Stored records
■ ■ ■ ■
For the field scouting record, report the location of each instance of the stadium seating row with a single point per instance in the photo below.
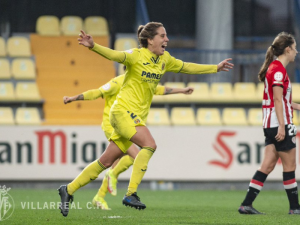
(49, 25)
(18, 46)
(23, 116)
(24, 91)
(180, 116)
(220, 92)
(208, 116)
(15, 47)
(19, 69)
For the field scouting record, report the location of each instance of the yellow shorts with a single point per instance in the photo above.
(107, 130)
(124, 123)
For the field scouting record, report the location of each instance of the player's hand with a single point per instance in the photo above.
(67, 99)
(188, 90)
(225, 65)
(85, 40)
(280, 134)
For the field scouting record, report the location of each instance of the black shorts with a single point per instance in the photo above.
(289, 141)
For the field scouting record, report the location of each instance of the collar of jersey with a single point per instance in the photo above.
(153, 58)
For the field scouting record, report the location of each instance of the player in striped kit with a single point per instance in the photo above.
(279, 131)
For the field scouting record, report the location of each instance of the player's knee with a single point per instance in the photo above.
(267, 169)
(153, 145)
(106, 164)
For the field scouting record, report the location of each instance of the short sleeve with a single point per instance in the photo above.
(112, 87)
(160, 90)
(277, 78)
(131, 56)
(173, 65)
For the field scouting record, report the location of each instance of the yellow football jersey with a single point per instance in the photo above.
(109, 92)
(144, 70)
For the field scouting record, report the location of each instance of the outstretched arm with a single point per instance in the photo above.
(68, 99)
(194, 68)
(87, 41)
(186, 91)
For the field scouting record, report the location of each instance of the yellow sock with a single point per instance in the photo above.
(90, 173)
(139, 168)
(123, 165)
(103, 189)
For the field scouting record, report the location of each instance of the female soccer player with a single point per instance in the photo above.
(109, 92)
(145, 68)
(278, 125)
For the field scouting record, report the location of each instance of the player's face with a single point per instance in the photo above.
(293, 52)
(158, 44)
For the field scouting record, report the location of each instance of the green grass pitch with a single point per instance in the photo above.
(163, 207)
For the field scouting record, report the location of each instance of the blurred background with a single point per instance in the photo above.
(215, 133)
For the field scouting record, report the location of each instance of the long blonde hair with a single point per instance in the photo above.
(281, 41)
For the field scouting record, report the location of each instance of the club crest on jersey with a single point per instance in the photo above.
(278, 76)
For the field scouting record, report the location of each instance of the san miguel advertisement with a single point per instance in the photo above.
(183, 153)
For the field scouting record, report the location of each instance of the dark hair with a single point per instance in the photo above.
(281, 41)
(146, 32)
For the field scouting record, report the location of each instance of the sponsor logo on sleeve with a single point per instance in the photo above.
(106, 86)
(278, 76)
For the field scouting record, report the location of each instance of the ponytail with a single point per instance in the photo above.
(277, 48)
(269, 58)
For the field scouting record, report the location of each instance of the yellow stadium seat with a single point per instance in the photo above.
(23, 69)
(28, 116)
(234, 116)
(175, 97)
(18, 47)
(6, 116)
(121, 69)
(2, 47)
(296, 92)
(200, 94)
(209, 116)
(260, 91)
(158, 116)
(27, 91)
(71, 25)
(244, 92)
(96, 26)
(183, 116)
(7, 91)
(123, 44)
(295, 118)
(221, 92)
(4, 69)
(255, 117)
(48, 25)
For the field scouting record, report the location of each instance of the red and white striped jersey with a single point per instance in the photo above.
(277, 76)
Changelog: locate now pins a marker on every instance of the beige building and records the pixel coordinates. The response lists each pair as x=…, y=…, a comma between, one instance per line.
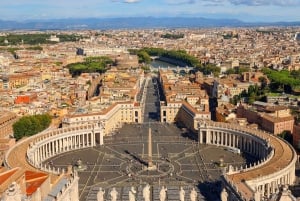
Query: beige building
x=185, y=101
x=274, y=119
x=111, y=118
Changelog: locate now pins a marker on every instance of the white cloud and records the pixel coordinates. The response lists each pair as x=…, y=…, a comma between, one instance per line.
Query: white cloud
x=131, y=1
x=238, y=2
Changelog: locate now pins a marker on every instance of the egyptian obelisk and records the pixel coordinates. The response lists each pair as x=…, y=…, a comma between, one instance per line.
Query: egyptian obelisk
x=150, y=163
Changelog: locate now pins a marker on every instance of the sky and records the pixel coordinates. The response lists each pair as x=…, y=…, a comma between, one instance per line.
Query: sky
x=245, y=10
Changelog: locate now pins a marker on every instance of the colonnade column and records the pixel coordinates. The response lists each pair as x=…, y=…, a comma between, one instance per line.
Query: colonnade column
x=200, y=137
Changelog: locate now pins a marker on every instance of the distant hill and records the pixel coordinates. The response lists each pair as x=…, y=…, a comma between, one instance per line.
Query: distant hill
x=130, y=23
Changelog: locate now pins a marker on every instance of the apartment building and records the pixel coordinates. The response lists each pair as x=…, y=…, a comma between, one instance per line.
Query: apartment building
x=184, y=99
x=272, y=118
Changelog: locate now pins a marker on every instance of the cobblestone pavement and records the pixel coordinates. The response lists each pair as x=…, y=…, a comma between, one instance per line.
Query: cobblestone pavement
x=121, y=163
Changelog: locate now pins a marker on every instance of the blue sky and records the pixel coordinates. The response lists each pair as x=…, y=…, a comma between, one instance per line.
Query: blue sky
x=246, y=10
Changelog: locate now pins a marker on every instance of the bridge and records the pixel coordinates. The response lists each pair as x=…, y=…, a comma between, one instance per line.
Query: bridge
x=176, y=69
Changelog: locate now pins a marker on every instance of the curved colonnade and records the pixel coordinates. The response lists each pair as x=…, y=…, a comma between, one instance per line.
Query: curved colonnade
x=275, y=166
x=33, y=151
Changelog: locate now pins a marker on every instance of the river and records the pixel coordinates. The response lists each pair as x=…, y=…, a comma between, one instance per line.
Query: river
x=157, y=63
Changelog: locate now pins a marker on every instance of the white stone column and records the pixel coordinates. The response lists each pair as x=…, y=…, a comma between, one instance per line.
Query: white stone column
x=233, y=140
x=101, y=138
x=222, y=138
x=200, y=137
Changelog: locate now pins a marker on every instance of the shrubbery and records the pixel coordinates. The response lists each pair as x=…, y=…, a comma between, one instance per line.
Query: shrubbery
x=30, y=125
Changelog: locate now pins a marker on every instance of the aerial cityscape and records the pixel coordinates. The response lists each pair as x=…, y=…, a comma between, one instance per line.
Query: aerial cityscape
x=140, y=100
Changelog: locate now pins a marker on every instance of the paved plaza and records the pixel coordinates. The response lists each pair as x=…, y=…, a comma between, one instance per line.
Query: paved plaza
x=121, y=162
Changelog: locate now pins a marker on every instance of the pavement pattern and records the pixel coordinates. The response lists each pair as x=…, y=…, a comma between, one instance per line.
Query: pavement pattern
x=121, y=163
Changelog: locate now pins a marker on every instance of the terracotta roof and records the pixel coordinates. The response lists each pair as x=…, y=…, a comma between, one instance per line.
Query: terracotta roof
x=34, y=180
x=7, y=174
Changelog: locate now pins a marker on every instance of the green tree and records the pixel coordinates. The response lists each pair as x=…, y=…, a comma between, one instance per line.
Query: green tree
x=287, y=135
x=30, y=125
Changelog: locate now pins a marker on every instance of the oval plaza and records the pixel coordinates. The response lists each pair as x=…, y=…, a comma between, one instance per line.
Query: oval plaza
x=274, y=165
■ ■ ■ ■
Brief – Transcribe the data verbatim. No picture belongs in the result.

Result of this exercise –
For the field scouting record, report the location of each instance of the stadium seating row with a single point per instance in the photo below.
(49, 25)
(18, 46)
(23, 116)
(24, 91)
(180, 116)
(220, 92)
(208, 116)
(15, 47)
(19, 69)
For the field scouting record, report the location of each instance of the yellow shorts with a single point per instance in the photo above.
(107, 130)
(124, 123)
For the field scouting record, report the location of each instance of the player's hand with a single point per instance in the photo above.
(67, 99)
(188, 90)
(225, 65)
(85, 40)
(280, 134)
For the field scouting record, report the location of each instance of the black shorts with a single point per instance in the photo above.
(289, 141)
For the field scouting record, report the location of each instance of the collar of jersey with a single point per instance in the photo above.
(153, 58)
For the field scouting record, report the location of each instance of the player in striped kit with a single point per instance in the photo above.
(279, 131)
For the field scouting record, report the location of each instance of the player's knee with a single point per instance in the photo above.
(267, 169)
(153, 145)
(106, 164)
For the field scouting record, report the location of each instance of the short sleeve with a single point per instance in the photo above.
(112, 87)
(160, 90)
(277, 78)
(131, 56)
(173, 65)
For the field scouting record, report the location of each instance of the yellow football jersey with a single point per instance in the photo above.
(109, 92)
(144, 70)
For the field scouting record, report the location of each instance of the outstretched arm with a single point per instance in the photo above.
(68, 99)
(194, 68)
(87, 41)
(186, 91)
For the field scouting record, report the location of each instance of the yellow sock with a single point per instance in the photo above.
(90, 173)
(139, 168)
(123, 165)
(103, 189)
For the field scouting record, report the location of each instance of the female soccer player with a single point per instance in the photo above.
(109, 92)
(145, 68)
(278, 125)
For the field scouting record, report the location of each instance of the player's face with a single point per instance in the photo above.
(293, 52)
(158, 44)
For the field scouting record, report the location of each instance of the green grass pitch with a single point per instance in the photo above.
(163, 207)
For the field scouting record, report the location of each instance of the blurred background with a single point per instance in the photo above.
(215, 133)
For the field scouting record, report the location of each instance of the long blonde hair with a single point per instance in the photo above.
(281, 41)
For the field scouting record, report the location of each instance of the club crest on jersey with a single point per instance in the photo above.
(278, 76)
For the field scouting record, report the location of each instance of the san miguel advertisement with a single point per instance in the photo above.
(183, 153)
For the field scouting record, report the location of each instance of the dark hair with a single point per instance in the photo above.
(281, 41)
(146, 32)
For the field scouting record, report the location of each instance of the sponsor logo on sleeve with a single point per instance in the photo above.
(106, 86)
(278, 76)
For the field scouting record, report the location of each instance of the ponytail with a single point per instance in the photo above.
(277, 48)
(269, 58)
For the field scouting record, report the location of each instance of the yellow stadium seat with a single point per instance in the photo above.
(23, 69)
(28, 116)
(234, 116)
(175, 97)
(18, 47)
(6, 116)
(121, 69)
(2, 47)
(296, 92)
(200, 94)
(209, 116)
(260, 91)
(158, 116)
(27, 91)
(71, 25)
(244, 92)
(96, 26)
(183, 116)
(7, 91)
(123, 44)
(295, 118)
(221, 92)
(4, 69)
(255, 117)
(48, 25)
For the field scouting record, report the location of each instance of the red and white striped jersey with a single point per instance in the photo above.
(277, 76)
Changelog: locate now pins a marker on every instance of the beige building and records the pixel coordinates. The response lists each pair as x=…, y=…, a comma between, one instance per line.
Query: beige building
x=185, y=101
x=274, y=119
x=111, y=118
Changelog: locate now pins a marker on every instance of the white cloud and records the pixel coordinates. The response lists each pair as x=…, y=…, a comma between, one instance per line.
Query: white cloud
x=131, y=1
x=238, y=2
Changelog: locate now pins a marker on every instance of the egyptian obelisk and records the pixel coordinates. The response lists each pair as x=…, y=…, a comma between, one instance per line.
Query: egyptian obelisk
x=150, y=163
Changelog: locate now pins a marker on every instance of the sky and records the pixel coordinates. The response lists each pair as x=…, y=…, a comma between, one instance per line.
Query: sky
x=245, y=10
Changelog: locate now pins a marker on every instance of the colonnade column and records the pixel coordinates. The response lists each pair as x=…, y=…, a comma between, one instance per line.
Query: colonnade column
x=200, y=137
Changelog: locate now pins a marker on every instance of the distant hill and records the pixel coordinates. The response lists each pair as x=…, y=…, a comma between, one instance per line.
Query: distant hill
x=130, y=23
Changelog: locate now pins a marker on every instance of the apartment building and records the pixel coordinates. The response lists each pair as x=…, y=…, a comma between, one instance per line.
Query: apartment building
x=184, y=99
x=272, y=118
Changelog: locate now pins a marker on every instance of the cobblestone pavement and records the pixel coordinates. The response lists each pair as x=…, y=…, a comma between, one instance per line.
Query: cobblestone pavement
x=121, y=163
Changelog: locate now pins a marker on every instance of the blue sky and records the pixel coordinates. The response lists each pair as x=…, y=…, a comma between, one instance per line.
Query: blue sky
x=246, y=10
Changelog: locate now pins a marker on every instance of the bridge and records the pixel coordinates. The response lists each pair as x=…, y=…, a comma between, one instance per line.
Query: bridge
x=176, y=69
Changelog: locate now pins a marker on every instance of the curved colonnade and records the pixel coordinates. The response lists each pair as x=…, y=…, a comma between, one instance per line.
Query: curved colonnade
x=275, y=166
x=33, y=151
Changelog: locate now pins a marker on every instance of the river and records the pixel coordinates. The response lists each pair as x=…, y=…, a comma between, one instance per line.
Query: river
x=157, y=63
Changelog: locate now pins a marker on every instance of the white stone column and records the pixel coordinates. The response lists each pair as x=…, y=…, a comma between, one instance per line.
Query: white stone column
x=233, y=140
x=101, y=138
x=222, y=138
x=200, y=137
Changelog: locate now pins a marker on every instance of the shrubbery and records the pixel coordinates. The response lists each pair as x=…, y=…, a comma between, one instance per line.
Query: shrubbery
x=30, y=125
Changelog: locate now pins a marker on every instance of the aerial cityscape and records the pixel coordinates. The response lists each pair as x=…, y=…, a comma between, one instance per line.
Query: aerial cityscape
x=140, y=100
Changelog: locate now pins a marker on every instance of the paved plaza and records the pixel coordinates. The response lists each pair as x=…, y=…, a comma between, one instance per line.
Query: paved plaza
x=121, y=162
Changelog: locate now pins a marker on every instance of the pavement pattern and records the pixel coordinates. The response lists each pair as x=…, y=…, a comma between, one instance per line.
Query: pavement pattern
x=121, y=163
Changelog: locate now pins a marker on every instance of the terracotta roof and records the pixel coordinates. The response lists each pair as x=…, y=…, a comma between, one instance per line.
Query: terracotta roof
x=34, y=180
x=7, y=174
Changelog: locate now pins a marker on every instance of the green tree and records the pixel coordinates. The response lists each pair as x=…, y=…, a comma between, one instance per line.
Query: green tree
x=287, y=135
x=30, y=125
Changelog: locate now pins a marker on every instance of the oval plaza and records the pixel coordinates. The response lists each pair as x=…, y=…, a comma between, one instance per line.
Query: oval plaza
x=274, y=165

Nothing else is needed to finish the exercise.